» Instructions to follow: Which lines in the items below contain the string "benz"? List each of those lines in full, treating uppercase and lowercase as different.

Location identification items
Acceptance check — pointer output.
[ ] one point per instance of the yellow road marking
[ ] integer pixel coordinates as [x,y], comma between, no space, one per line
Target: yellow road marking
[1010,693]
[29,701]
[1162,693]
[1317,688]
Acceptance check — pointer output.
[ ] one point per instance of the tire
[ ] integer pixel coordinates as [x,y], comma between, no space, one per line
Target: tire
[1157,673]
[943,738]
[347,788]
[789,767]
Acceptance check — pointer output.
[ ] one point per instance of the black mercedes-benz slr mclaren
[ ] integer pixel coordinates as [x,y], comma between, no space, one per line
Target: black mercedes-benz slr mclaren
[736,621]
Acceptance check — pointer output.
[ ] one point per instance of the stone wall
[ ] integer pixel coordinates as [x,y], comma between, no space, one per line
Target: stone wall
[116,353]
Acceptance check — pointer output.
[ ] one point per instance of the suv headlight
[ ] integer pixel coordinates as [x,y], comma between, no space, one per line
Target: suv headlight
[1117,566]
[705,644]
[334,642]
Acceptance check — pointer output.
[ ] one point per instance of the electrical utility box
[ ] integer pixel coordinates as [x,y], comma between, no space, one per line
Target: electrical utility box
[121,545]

* * *

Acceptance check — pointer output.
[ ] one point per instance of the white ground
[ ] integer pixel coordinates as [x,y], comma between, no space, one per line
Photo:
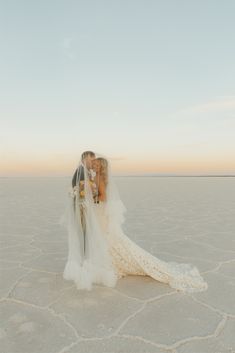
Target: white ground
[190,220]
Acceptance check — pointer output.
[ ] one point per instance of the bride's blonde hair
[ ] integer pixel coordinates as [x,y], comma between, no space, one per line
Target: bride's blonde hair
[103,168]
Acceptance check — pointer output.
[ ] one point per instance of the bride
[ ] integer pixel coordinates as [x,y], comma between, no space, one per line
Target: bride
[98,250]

» Written reply:
[ ] one point per instance of the black mercedes-benz slr mclaren
Target: black mercedes-benz slr mclaren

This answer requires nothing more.